— PROBLEM TO SOLVE —
Starting with the line that contains "the black sneaker", copy every line through the end of the data below, exactly and with nothing added.

— SOURCE MATERIAL —
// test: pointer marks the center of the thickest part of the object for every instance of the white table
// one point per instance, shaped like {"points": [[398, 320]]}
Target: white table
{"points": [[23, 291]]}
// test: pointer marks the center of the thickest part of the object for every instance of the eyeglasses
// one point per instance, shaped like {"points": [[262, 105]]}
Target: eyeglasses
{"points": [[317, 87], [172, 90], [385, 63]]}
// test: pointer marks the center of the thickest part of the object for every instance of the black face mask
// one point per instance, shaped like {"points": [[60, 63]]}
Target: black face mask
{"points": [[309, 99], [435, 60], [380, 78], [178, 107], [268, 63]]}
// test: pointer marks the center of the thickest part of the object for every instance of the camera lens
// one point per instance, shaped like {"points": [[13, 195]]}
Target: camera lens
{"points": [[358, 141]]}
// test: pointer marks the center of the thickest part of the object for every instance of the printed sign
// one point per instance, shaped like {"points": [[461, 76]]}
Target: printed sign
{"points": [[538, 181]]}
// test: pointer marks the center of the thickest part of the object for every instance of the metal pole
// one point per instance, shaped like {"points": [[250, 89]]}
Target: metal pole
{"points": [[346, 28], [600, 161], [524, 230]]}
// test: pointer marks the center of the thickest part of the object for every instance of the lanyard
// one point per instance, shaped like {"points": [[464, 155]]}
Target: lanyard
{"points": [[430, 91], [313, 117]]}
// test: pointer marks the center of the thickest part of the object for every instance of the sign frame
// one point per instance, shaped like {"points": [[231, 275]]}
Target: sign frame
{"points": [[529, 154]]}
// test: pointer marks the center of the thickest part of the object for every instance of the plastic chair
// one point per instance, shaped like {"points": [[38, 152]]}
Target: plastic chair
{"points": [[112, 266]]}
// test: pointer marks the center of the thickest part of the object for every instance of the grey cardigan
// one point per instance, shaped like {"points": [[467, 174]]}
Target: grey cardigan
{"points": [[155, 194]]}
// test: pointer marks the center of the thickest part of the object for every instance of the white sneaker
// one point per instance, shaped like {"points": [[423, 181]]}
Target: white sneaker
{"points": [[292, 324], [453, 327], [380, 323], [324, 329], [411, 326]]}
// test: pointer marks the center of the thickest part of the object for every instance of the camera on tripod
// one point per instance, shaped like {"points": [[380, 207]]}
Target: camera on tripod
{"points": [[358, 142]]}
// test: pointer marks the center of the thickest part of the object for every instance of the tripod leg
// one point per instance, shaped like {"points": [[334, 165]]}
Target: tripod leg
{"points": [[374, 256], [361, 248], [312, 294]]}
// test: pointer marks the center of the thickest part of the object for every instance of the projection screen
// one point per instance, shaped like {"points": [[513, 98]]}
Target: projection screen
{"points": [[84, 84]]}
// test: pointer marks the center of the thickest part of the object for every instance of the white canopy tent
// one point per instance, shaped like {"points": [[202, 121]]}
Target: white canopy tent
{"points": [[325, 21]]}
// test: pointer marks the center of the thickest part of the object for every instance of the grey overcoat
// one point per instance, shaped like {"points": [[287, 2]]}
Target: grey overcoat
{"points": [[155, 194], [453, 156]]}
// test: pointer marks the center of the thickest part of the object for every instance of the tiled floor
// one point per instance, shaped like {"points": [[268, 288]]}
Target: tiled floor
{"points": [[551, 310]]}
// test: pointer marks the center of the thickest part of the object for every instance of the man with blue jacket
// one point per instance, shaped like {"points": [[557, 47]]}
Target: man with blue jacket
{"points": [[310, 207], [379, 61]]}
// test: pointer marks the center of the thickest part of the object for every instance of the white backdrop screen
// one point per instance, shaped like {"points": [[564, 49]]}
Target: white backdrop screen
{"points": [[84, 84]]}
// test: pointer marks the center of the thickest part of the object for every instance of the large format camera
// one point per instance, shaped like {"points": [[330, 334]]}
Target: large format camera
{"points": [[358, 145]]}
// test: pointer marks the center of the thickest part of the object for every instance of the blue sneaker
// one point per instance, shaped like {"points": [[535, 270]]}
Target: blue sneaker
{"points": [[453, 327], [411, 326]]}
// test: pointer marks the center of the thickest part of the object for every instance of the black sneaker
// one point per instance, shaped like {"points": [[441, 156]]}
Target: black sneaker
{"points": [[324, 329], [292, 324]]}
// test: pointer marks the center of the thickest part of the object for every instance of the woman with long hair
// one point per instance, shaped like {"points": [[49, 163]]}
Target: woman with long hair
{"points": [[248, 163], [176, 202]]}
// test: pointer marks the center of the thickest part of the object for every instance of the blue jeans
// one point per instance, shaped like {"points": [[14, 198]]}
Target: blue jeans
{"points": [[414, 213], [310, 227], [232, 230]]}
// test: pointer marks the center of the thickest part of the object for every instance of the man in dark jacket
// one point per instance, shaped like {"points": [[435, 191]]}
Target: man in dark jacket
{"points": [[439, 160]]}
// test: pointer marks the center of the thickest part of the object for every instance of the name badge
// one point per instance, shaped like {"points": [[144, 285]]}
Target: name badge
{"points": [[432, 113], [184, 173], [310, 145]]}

— WRITTEN ANSWER —
// test: pointer marks the center of the thickest part of the object for every instance of the black sneaker
// one point per instance, shaped like {"points": [[441, 156]]}
Target: black sneaker
{"points": [[324, 329], [292, 324]]}
// test: pointer marks the center of the thickest part of the object for every instance of the woman with long hair
// one point per instance, shaped like {"points": [[49, 163]]}
Target: woman with long hair
{"points": [[248, 163], [176, 202]]}
// test: pointer marks the center of the thickest part of the object for every instance of the blue jeans
// one point per instance, shaped like {"points": [[14, 198]]}
Target: blue jeans
{"points": [[414, 213], [310, 227], [232, 230]]}
// test: pointer marks the center of the thickest part of the object for every instance of the man in dark jacket
// one point per instance, shaped like {"points": [[435, 191]]}
Target: man in dark jacket
{"points": [[439, 160]]}
// test: pointer marks the center of the thickest part of the object for every instance of the name badge
// one point per instance, shaped like {"points": [[144, 285]]}
Target: name badge
{"points": [[432, 113], [184, 173], [310, 145]]}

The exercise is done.